**Vos tâches:**
• a. Recopiez tel quel le passage de l'article sur les camionnettes électriques qui commence par les mots contenant « Camionnettes électriques » et se termine par « très orientée smartphone. ».
• b. Affichez, s'il vous plaît, chaque ligne des enregistrements où figure la chaîne « shorts ».

**Extrait:**
====================
Le Tesla européen du véhicule utilitaire arrive

Camionnettes électriques
Les camionnettes sont également entraînées vers l’électrification. © D.R.
Robert Van Apeldoorn
Robert Van Apeldoorn Journaliste Trends-Tendances

Les camionnettes sont également entraînées vers l’électrification. Une coentreprise entre Renault, Volvo et CGA CGM développe une gamme d’utilitaires légers électriques axés sur la livraison urbaine. Basée sur des logiciels Google et une approche très orientée smartphone.

“L’union fait la force”, estime Luca de Meo, PDG du groupe Renault. Il vient d’inaugurer une coentreprise, Flexis, avec le groupe Volvo (producteur de camions, différent de Volvo Cars) et CGA CGM, le champion français du transport maritime, pour la fabrication d’une nouvelle gamme d’utilitaires légers électriques. C’est pour lui une illustration d’une politique qu’il espère voir se développer dans l’Union européenne afin que son industrie automobile puisse développer une mobilité électrique compétitive face à la concurrence chinoise.
====================
**Données à traiter:**
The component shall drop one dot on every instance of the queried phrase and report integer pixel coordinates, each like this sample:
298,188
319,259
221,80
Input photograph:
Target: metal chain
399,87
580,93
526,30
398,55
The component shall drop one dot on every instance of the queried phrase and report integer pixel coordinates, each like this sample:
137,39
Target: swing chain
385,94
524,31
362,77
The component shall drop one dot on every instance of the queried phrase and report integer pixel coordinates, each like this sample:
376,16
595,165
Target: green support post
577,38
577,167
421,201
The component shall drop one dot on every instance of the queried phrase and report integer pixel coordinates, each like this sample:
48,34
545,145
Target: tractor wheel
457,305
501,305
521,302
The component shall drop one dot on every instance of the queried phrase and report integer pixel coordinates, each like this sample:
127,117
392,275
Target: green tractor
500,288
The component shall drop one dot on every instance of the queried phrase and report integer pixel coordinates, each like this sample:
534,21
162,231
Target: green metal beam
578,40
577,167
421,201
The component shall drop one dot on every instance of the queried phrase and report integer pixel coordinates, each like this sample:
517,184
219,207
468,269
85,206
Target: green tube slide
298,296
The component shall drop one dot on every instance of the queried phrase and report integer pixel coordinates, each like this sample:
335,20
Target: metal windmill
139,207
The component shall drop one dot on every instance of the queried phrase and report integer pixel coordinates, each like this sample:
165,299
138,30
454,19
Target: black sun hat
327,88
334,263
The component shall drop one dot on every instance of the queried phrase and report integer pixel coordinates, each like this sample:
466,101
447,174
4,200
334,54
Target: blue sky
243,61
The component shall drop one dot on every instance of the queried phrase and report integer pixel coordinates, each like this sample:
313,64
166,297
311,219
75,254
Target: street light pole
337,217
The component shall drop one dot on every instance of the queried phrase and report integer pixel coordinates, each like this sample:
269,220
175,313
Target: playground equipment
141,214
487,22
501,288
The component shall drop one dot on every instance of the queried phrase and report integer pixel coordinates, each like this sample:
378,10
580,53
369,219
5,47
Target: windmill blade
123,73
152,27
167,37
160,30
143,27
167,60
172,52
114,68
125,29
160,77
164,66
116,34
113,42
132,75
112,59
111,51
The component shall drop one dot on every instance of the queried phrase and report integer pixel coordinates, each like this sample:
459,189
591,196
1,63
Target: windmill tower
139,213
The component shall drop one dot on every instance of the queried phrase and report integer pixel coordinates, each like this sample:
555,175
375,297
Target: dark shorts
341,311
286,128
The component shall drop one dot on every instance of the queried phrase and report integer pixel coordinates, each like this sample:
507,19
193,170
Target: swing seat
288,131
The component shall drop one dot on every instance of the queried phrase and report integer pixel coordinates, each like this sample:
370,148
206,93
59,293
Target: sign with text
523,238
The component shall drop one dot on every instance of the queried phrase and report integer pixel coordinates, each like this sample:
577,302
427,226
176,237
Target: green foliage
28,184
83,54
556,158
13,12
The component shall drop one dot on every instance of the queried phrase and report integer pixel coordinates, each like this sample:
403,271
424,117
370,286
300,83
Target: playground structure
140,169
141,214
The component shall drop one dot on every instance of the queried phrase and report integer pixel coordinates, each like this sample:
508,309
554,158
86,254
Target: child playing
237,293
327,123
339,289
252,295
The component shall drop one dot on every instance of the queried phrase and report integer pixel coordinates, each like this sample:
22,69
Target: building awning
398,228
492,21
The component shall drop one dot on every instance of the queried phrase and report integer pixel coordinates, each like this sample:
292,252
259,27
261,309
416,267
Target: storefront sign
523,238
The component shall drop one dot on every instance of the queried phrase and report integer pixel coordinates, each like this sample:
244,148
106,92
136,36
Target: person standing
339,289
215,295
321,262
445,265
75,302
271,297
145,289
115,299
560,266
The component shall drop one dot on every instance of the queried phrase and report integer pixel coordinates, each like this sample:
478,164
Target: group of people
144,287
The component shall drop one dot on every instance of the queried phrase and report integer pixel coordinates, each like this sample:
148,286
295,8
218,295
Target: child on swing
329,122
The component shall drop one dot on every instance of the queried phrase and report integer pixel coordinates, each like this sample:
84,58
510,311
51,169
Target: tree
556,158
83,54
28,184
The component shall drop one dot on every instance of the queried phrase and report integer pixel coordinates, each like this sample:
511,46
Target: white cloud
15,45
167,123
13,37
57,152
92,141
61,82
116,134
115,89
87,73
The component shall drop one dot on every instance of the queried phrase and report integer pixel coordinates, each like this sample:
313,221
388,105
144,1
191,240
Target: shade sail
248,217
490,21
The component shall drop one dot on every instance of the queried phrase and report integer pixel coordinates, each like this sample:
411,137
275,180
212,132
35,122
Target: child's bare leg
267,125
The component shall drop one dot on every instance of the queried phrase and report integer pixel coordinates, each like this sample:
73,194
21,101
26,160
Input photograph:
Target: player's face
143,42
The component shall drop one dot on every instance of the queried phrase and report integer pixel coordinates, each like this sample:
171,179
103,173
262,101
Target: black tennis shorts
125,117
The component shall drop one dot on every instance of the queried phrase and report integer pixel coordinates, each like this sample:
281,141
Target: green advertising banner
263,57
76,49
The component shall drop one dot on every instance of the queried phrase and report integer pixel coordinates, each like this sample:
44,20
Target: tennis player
====================
**Solutions par tâche:**
• a.
Camionnettes électriques
Les camionnettes sont également entraînées vers l’électrification. © D.R.
Robert Van Apeldoorn
Robert Van Apeldoorn Journaliste Trends-Tendances

Les camionnettes sont également entraînées vers l’électrification. Une coentreprise entre Renault, Volvo et CGA CGM développe une gamme d’utilitaires légers électriques axés sur la livraison urbaine. Basée sur des logiciels Google et une approche très orientée smartphone.

• b.
Target: dark shorts
Target: black tennis shorts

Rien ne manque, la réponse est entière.